### Objective
Gather each line from the records below that contains the string "table", and copy those lines unchanged.

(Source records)
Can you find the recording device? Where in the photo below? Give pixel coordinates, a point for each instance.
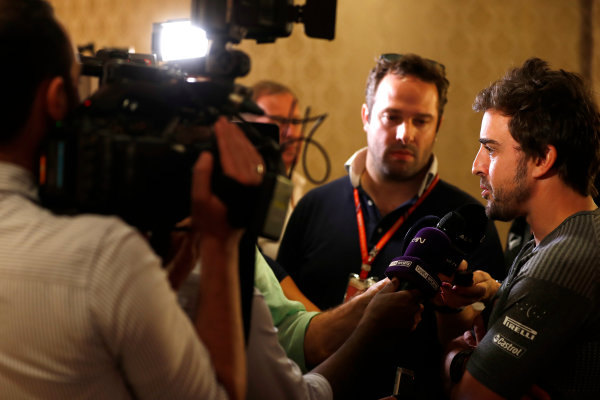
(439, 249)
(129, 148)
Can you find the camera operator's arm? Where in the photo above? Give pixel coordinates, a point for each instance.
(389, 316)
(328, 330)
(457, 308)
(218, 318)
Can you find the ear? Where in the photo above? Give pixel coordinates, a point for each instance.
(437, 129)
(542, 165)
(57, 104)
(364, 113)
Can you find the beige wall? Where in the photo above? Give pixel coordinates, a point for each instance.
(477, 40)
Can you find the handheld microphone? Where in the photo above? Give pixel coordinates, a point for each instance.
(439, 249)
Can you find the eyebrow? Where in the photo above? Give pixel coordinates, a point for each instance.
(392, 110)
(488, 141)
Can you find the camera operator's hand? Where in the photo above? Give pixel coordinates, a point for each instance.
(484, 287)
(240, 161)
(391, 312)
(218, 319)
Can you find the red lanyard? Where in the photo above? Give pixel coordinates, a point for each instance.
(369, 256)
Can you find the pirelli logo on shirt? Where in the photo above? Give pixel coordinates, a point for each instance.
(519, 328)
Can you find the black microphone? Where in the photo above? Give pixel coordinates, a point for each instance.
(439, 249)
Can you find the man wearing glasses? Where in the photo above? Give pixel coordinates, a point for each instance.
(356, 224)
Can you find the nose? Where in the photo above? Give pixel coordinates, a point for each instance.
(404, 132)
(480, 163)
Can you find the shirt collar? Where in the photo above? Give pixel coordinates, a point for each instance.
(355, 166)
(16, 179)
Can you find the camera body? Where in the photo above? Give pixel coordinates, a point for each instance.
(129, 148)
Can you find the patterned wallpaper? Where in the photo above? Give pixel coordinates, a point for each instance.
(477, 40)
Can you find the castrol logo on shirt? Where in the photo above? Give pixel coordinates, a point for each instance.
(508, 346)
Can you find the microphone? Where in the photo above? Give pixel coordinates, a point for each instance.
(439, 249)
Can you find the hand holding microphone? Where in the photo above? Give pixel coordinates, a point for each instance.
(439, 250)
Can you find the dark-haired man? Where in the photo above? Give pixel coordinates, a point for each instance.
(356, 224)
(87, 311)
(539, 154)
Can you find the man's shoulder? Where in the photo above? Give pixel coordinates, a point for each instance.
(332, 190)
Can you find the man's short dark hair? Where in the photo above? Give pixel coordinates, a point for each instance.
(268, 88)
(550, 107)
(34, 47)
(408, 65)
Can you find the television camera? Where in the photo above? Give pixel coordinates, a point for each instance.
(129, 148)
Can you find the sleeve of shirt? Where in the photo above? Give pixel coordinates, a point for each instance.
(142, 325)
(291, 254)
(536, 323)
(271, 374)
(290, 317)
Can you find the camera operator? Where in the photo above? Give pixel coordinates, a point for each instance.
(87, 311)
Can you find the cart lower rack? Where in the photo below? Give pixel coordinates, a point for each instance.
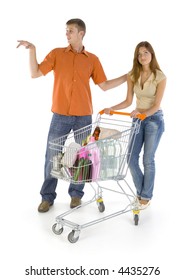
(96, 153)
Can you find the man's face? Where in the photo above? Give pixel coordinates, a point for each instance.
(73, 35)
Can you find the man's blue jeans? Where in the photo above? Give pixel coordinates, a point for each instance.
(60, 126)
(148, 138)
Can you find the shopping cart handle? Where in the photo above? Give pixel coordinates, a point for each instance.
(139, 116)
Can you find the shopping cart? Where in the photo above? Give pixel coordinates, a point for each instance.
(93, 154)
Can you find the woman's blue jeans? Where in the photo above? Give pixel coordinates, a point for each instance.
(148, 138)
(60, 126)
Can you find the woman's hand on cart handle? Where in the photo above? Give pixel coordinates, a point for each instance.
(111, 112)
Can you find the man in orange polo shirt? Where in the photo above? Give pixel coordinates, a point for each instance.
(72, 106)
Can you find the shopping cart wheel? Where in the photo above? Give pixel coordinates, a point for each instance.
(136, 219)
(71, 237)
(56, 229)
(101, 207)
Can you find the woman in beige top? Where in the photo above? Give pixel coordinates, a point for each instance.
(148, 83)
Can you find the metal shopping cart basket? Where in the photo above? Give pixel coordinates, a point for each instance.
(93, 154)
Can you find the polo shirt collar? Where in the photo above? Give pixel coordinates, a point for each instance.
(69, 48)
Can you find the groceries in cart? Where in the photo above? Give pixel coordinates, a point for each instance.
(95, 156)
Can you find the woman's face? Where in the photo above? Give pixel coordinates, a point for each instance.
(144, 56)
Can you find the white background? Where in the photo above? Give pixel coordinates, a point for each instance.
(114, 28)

==

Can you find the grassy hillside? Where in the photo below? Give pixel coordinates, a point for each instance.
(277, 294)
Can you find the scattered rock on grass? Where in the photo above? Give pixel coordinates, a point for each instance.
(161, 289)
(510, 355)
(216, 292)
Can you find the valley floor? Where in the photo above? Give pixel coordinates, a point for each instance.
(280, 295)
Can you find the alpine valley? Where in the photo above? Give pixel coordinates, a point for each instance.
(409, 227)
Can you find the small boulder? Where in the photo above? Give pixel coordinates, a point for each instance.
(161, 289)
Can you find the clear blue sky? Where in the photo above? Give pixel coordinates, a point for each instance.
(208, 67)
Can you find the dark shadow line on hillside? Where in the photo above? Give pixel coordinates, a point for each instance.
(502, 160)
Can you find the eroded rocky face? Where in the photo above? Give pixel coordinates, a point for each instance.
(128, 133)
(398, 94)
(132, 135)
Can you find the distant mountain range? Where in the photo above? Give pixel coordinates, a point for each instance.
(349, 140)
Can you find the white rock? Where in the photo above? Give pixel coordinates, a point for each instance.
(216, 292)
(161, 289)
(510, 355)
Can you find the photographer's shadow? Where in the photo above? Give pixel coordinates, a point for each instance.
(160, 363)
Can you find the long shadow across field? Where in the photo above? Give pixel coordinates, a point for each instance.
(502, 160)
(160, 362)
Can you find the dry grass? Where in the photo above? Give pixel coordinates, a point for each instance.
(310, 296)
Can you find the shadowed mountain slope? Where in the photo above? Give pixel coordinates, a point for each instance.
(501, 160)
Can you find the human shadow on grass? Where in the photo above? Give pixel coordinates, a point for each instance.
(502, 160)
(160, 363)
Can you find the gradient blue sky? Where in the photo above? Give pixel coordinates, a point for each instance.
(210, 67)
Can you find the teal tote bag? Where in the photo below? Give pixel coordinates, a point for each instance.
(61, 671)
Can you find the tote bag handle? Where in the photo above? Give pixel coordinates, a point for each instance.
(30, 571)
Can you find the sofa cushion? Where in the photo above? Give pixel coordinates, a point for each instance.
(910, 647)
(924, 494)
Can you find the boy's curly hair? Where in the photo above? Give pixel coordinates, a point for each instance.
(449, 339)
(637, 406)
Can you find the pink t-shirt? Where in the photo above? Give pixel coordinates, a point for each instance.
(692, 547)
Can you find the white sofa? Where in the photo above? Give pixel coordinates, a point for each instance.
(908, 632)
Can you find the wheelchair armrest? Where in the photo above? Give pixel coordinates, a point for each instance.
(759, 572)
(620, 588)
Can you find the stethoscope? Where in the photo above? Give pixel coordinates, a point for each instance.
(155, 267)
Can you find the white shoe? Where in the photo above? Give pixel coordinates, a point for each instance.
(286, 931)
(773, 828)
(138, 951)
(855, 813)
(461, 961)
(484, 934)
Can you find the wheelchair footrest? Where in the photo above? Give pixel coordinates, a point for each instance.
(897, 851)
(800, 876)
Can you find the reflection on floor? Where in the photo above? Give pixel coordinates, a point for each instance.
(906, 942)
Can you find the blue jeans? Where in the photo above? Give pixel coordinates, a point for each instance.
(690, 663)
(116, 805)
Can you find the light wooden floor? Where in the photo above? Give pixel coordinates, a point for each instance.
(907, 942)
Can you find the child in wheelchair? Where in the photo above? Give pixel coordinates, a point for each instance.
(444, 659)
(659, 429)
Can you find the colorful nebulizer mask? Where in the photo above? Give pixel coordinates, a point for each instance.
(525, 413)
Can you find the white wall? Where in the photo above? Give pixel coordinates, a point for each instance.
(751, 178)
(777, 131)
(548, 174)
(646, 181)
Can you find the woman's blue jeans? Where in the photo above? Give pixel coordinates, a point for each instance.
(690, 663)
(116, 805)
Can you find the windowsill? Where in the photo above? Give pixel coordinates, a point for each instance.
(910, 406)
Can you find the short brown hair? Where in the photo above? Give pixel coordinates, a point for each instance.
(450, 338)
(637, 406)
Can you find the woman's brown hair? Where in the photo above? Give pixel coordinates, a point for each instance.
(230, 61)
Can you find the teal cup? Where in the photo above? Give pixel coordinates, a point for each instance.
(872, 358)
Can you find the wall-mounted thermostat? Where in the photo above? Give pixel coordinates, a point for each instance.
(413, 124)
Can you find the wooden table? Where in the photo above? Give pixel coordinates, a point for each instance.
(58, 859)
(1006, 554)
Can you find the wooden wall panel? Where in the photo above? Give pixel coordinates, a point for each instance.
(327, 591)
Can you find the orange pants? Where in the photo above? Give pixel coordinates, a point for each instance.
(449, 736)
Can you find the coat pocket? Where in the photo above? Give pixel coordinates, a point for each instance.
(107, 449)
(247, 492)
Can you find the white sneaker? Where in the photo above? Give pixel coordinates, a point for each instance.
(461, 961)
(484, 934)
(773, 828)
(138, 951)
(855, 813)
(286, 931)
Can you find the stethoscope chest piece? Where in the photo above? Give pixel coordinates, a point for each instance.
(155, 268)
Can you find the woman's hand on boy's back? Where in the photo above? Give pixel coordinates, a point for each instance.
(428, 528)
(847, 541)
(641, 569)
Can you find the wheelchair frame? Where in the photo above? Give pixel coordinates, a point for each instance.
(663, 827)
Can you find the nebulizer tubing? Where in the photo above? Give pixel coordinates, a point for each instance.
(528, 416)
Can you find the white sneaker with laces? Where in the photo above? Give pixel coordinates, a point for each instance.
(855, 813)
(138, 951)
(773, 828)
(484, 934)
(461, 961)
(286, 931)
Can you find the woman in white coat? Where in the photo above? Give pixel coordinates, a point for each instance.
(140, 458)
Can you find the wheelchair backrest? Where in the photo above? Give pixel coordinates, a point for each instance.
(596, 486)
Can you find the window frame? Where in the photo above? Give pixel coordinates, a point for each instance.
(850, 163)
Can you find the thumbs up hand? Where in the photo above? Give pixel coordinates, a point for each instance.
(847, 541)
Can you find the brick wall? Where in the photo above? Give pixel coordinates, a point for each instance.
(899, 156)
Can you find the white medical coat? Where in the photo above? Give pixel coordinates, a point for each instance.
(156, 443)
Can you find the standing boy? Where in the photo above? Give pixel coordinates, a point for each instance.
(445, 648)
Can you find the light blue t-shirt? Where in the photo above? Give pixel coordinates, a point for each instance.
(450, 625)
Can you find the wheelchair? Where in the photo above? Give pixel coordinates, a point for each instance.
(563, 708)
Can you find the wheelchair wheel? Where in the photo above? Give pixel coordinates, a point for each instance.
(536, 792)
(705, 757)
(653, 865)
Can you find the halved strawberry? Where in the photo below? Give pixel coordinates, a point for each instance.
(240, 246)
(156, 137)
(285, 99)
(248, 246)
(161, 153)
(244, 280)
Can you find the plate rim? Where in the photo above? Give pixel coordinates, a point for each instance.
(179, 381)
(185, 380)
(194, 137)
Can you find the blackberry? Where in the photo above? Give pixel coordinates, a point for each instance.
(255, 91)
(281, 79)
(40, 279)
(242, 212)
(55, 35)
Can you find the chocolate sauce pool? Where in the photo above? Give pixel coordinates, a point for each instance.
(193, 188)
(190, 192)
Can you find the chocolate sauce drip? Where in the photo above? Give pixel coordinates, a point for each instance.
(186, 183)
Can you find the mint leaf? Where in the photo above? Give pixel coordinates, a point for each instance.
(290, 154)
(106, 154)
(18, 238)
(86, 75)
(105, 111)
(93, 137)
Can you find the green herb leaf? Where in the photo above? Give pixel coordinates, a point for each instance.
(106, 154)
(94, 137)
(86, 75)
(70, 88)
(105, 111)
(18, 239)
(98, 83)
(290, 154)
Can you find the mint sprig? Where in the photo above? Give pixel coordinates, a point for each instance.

--

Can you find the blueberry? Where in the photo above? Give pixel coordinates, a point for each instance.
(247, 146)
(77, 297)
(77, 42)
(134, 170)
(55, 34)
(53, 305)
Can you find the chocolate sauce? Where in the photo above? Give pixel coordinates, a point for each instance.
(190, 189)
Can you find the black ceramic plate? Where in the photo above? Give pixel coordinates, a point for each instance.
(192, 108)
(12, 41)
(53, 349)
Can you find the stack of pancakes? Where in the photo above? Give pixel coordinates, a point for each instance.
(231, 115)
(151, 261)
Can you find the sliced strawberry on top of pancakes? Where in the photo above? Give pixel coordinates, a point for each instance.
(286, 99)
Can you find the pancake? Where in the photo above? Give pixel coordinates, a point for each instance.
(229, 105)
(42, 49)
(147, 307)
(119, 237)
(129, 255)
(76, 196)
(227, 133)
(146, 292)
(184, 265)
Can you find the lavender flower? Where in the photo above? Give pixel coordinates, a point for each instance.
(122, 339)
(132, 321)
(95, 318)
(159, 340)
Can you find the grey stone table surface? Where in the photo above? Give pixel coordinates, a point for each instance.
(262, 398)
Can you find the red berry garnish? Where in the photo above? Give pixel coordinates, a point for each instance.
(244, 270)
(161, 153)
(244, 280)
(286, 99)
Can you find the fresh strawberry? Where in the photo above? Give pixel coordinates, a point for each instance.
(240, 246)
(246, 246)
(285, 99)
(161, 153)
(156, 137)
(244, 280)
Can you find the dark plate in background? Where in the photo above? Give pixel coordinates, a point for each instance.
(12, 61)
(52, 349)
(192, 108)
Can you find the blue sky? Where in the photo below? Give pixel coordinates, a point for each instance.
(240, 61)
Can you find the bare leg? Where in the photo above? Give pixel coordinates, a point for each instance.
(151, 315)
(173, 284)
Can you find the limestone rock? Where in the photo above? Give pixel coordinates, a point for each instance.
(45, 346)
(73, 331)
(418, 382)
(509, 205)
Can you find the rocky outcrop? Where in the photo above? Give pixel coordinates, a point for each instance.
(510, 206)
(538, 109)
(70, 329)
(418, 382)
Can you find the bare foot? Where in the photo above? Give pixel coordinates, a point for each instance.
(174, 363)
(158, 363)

### Output of the exercise
Can you find the wooden table? Where in the photo above? Give pixel coordinates, a point for each instance.
Can you find the grey stone table surface? Where in the photo above? Give pixel coordinates, a point for each instance.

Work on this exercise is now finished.